→ What the task requires:
Please retype exactly, and with nothing added, the lines of the material from the one with "the helmet vent" through the final one.

┄┄┄┄┄┄┄┄┄┄┄┄┄┄┄┄┄┄┄┄

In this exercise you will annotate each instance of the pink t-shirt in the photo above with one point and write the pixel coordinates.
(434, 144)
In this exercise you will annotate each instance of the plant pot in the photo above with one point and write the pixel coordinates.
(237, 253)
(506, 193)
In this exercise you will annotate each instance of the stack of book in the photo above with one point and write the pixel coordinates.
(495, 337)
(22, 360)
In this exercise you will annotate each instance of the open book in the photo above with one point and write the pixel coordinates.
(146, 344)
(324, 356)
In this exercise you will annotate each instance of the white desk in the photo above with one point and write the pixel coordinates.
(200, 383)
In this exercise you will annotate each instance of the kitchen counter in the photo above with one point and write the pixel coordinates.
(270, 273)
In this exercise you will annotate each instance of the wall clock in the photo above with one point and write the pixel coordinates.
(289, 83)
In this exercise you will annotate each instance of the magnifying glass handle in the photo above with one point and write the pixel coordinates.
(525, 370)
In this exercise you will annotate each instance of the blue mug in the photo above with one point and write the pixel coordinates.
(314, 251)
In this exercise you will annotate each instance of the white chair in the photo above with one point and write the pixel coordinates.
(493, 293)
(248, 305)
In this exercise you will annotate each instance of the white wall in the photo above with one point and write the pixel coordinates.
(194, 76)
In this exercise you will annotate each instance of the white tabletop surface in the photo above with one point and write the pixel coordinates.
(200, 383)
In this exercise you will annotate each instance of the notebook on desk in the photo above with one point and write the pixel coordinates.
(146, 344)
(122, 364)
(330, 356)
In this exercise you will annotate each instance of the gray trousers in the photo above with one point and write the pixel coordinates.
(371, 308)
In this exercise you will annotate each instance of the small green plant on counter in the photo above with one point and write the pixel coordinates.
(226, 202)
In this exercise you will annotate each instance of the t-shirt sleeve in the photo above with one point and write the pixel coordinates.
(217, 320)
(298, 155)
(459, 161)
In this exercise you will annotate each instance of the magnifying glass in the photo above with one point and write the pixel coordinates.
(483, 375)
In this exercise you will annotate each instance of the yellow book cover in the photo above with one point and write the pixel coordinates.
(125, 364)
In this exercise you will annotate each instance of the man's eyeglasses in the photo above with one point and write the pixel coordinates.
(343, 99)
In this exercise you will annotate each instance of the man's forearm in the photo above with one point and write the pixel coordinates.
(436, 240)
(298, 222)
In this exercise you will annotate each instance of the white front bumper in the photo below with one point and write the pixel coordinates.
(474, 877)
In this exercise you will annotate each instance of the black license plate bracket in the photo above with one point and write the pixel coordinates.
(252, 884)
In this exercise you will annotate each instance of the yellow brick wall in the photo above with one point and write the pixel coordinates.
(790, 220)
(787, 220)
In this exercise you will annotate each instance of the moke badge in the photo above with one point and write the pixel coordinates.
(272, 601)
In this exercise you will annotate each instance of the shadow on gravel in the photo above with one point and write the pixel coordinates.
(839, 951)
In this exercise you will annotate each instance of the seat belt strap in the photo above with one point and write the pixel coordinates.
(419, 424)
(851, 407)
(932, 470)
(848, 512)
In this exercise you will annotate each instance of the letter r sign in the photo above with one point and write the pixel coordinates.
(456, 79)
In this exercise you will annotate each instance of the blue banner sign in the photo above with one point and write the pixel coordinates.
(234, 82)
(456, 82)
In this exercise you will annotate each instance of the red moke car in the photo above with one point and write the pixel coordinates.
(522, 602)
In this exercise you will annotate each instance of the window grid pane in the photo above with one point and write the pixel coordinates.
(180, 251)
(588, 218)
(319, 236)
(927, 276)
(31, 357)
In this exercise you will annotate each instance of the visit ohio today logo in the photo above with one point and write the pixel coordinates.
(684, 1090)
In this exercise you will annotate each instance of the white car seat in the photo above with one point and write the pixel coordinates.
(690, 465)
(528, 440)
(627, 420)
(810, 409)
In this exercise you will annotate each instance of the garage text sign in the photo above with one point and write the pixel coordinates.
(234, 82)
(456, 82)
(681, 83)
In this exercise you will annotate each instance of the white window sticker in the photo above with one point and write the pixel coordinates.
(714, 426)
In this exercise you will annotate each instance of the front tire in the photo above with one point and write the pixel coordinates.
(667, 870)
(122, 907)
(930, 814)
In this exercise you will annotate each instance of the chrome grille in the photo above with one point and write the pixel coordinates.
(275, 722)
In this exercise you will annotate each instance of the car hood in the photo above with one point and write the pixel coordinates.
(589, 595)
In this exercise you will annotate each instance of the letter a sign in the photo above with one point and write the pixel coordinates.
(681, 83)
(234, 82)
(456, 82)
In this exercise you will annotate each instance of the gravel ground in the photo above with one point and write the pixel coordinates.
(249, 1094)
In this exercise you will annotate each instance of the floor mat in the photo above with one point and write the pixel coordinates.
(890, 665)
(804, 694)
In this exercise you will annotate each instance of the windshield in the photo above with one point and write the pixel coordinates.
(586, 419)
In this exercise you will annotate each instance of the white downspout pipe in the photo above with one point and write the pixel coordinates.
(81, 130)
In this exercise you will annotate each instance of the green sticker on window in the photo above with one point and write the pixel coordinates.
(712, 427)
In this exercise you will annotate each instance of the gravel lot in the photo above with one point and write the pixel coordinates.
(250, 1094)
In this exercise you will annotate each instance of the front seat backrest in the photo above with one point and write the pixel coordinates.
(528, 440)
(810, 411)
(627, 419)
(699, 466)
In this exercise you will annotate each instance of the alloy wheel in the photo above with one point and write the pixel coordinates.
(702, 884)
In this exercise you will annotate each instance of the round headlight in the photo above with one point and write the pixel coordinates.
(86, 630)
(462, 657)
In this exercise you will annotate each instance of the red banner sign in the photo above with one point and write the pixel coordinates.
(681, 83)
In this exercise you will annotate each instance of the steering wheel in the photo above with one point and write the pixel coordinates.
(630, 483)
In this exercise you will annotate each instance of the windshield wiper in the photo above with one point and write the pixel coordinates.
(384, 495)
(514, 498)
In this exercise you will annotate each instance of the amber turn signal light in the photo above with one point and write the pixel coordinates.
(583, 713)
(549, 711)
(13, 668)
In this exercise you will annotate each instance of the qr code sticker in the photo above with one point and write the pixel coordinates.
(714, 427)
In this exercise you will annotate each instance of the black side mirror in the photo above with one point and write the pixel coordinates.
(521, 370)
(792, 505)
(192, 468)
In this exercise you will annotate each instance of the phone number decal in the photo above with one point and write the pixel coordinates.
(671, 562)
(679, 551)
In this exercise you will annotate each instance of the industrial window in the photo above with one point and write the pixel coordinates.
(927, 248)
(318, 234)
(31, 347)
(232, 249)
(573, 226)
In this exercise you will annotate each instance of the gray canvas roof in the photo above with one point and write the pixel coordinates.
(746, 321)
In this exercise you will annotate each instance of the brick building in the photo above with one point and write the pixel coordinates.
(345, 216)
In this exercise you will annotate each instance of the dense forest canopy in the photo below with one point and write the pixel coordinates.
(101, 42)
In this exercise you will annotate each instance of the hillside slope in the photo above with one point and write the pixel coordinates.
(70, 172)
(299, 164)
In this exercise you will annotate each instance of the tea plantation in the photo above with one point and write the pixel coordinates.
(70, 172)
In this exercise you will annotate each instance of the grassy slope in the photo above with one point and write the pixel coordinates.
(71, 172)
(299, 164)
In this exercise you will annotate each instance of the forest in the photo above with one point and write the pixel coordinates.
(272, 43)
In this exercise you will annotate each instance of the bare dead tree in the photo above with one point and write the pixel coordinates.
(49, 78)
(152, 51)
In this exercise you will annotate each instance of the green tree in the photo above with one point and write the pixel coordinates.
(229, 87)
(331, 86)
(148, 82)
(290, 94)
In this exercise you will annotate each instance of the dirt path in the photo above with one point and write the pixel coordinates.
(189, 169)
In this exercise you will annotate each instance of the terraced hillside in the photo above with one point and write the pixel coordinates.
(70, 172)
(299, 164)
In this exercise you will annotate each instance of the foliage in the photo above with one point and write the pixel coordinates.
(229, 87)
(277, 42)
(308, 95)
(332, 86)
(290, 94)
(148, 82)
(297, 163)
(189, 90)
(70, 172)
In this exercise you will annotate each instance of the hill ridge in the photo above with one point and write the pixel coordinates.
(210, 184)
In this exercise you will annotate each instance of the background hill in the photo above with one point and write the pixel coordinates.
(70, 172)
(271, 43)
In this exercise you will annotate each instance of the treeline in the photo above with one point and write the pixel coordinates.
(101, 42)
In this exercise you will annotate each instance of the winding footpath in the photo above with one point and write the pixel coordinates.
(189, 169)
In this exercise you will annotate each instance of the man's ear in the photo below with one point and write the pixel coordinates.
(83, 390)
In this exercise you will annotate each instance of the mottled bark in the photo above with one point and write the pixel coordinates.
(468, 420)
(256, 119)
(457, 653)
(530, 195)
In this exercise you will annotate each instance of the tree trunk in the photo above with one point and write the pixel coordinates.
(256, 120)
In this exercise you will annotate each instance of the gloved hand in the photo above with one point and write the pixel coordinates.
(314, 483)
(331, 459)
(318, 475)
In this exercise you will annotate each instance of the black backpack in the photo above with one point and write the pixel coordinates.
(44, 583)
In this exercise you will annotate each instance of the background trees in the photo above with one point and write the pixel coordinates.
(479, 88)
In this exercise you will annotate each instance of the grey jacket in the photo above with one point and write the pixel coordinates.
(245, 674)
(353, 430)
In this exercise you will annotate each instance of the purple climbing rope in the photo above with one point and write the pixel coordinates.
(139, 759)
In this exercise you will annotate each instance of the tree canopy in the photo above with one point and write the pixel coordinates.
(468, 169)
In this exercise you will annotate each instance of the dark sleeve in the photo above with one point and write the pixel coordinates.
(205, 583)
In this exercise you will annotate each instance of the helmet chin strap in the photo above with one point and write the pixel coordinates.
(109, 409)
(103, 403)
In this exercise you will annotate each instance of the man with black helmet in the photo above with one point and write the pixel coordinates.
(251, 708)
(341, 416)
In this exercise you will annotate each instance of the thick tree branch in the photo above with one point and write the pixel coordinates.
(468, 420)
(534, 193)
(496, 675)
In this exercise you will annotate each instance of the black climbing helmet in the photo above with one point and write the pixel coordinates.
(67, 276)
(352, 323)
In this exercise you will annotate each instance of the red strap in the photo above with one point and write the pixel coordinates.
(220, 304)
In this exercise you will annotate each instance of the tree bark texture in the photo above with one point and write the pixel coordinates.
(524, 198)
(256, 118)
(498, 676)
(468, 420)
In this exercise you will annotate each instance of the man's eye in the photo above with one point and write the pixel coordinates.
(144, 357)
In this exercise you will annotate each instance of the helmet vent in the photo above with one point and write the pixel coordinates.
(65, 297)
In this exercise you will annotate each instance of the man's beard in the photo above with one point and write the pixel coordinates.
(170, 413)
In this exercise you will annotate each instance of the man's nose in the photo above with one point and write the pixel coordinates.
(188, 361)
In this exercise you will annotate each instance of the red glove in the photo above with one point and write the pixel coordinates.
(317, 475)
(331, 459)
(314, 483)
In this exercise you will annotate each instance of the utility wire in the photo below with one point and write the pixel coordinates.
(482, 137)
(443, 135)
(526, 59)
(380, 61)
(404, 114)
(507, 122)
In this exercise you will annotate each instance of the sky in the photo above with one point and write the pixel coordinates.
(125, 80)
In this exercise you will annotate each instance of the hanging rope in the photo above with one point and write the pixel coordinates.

┄┄┄┄┄┄┄┄┄┄┄┄┄┄┄┄┄┄┄┄

→ Exercise solution:
In this exercise you will annotate each instance of the helmet vent in the photo above with one point and write the pixel coordinates.
(65, 297)
In this exercise you will annotate each instance of the man's beard in the photo above with one point and write the pixel coordinates.
(170, 413)
In this exercise you will annotate each instance of the man's nose in the photo above with one point and write the pixel coordinates.
(188, 361)
In this exercise you will annotate each instance of the red glove in the photo above with one point and write the pixel coordinates.
(317, 475)
(331, 459)
(314, 483)
In this exercise you will annotate each instance of the utility wire in the photo below with one point and write the pixel coordinates.
(482, 137)
(443, 135)
(526, 59)
(380, 61)
(404, 114)
(507, 122)
In this exercise you will annotate each instance of the sky in the photo above with one point and write the pixel coordinates.
(125, 80)
In this exercise you will annotate each instance of the hanging rope in the photo above with one point and write the pixel coordinates.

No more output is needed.